• _YOUR GOAL_
All entries below must be written out verbatim, and the images must be dropped.

(Dataset records)
* * *

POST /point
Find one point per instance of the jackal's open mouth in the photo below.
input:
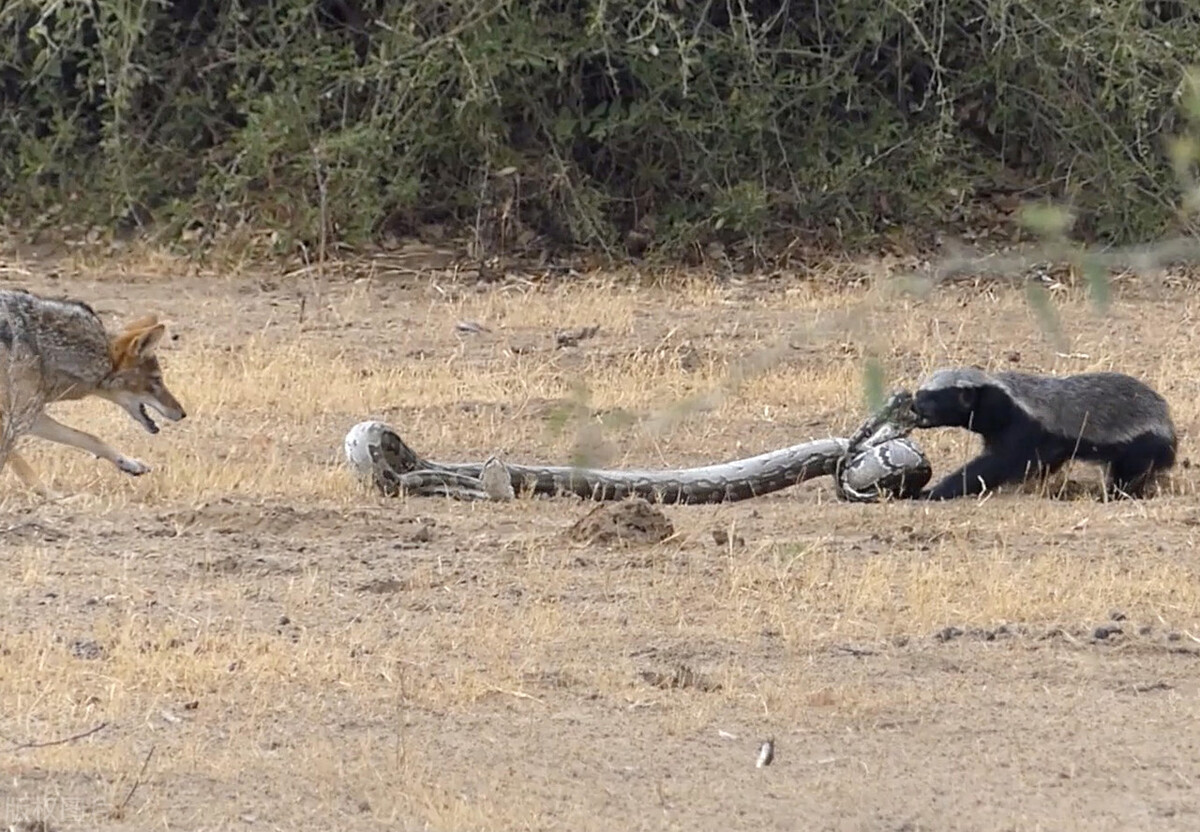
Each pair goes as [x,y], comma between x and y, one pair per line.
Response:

* * *

• _OUTPUT FOR THIS EXERCISE_
POST /point
Find one point per instance of the jackal's open mouth in the photo below.
input:
Each pair goes as [x,y], comma between x and y, one pair per line.
Response:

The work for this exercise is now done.